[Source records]

==================================================

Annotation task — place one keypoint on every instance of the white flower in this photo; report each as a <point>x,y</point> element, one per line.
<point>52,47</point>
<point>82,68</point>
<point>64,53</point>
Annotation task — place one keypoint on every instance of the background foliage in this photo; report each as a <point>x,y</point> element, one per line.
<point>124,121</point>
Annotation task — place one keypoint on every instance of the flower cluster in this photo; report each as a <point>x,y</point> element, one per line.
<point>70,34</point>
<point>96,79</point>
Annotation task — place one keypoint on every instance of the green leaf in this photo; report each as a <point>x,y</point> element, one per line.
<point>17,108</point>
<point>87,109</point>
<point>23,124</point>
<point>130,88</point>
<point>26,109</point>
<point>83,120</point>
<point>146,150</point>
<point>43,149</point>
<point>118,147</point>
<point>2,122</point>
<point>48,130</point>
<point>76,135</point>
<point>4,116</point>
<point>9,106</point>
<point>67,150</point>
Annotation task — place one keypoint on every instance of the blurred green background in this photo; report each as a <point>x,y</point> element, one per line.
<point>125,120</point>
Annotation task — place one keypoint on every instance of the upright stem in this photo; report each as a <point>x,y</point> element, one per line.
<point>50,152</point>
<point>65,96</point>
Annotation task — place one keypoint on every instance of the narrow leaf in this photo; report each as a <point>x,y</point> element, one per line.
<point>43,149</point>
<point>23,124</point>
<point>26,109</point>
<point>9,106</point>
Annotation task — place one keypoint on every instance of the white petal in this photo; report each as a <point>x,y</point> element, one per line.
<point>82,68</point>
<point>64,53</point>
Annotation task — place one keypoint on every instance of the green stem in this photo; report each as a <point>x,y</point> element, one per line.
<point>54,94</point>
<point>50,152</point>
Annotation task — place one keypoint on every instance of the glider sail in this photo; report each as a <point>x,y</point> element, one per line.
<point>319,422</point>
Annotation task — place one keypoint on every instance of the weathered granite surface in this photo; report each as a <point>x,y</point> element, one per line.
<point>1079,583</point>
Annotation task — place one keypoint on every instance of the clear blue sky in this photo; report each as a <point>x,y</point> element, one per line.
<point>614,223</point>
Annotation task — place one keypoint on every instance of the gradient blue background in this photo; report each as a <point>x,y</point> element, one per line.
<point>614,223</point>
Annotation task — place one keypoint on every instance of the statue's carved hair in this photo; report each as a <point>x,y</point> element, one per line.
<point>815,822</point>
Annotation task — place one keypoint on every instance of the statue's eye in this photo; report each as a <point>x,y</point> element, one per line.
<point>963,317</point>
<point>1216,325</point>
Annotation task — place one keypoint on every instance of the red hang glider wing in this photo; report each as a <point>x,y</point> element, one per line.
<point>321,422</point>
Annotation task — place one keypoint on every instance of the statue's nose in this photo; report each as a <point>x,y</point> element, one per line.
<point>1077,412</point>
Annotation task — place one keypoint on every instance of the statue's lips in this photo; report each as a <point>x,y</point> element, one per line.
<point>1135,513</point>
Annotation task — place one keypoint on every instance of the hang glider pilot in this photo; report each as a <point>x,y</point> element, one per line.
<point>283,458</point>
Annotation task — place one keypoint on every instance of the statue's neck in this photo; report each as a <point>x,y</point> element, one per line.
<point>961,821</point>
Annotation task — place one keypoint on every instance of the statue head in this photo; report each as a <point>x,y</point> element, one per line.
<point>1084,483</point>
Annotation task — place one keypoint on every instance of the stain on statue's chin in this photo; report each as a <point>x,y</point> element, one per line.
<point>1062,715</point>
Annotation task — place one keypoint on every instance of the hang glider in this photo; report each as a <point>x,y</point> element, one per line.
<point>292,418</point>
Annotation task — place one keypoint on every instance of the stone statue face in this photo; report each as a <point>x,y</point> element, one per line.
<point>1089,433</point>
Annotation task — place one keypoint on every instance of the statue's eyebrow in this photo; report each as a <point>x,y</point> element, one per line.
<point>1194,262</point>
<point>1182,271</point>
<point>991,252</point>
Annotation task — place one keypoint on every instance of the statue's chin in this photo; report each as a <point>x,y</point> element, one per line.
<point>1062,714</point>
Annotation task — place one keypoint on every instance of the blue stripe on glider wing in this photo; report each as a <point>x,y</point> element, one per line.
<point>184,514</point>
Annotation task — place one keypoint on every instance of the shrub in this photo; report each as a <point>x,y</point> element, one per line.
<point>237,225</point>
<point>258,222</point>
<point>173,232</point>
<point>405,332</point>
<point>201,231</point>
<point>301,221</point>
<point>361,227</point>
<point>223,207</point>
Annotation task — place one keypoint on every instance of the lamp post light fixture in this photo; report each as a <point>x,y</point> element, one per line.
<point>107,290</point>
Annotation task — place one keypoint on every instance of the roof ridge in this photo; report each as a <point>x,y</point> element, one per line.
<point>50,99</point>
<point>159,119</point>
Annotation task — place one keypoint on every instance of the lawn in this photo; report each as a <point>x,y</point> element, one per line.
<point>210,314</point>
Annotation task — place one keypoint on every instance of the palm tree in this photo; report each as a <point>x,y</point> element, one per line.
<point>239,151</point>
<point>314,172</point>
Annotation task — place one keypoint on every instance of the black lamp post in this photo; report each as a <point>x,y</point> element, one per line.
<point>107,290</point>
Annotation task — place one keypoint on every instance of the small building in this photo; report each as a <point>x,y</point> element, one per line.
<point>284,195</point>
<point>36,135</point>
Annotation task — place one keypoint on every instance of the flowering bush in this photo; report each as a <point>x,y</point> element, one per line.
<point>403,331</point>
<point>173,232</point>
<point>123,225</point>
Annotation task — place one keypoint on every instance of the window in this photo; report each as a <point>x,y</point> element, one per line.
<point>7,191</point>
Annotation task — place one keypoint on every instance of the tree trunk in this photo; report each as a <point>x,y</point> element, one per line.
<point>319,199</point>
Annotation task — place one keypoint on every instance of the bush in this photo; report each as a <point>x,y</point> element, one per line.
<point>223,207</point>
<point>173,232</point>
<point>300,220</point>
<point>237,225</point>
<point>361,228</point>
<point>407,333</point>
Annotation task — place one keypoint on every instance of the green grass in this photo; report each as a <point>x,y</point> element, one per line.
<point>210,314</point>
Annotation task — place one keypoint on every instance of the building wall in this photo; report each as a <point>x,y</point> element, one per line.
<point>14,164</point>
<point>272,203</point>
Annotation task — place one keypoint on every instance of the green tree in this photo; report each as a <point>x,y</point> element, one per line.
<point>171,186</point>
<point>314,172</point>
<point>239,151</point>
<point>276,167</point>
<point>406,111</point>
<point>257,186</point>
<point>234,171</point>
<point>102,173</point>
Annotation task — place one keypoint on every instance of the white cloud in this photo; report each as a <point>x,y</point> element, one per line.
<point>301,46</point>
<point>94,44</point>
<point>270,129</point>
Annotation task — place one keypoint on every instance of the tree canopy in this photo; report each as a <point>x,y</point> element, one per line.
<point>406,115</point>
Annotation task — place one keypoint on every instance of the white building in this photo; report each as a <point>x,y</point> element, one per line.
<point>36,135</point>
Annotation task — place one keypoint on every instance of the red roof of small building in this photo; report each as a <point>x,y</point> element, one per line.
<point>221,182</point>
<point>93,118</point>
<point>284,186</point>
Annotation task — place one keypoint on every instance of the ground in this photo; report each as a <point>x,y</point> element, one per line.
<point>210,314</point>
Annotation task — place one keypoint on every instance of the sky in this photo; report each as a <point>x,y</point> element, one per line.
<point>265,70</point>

==================================================

• [What the task requires]:
Copy the material again, starting with the line containing "of the stone" and continuing through the line containing "<point>1089,433</point>", with both of those lines included. Leave the request unchanged, and multiply each coordinate in the answer by 1.5, rounding to the nearest whole number with halves rounded up.

• [Reply to the task]:
Annotation task — place one keypoint on every instance of the stone statue face in this photo; report each as a <point>x,y</point> element, one per line.
<point>1634,650</point>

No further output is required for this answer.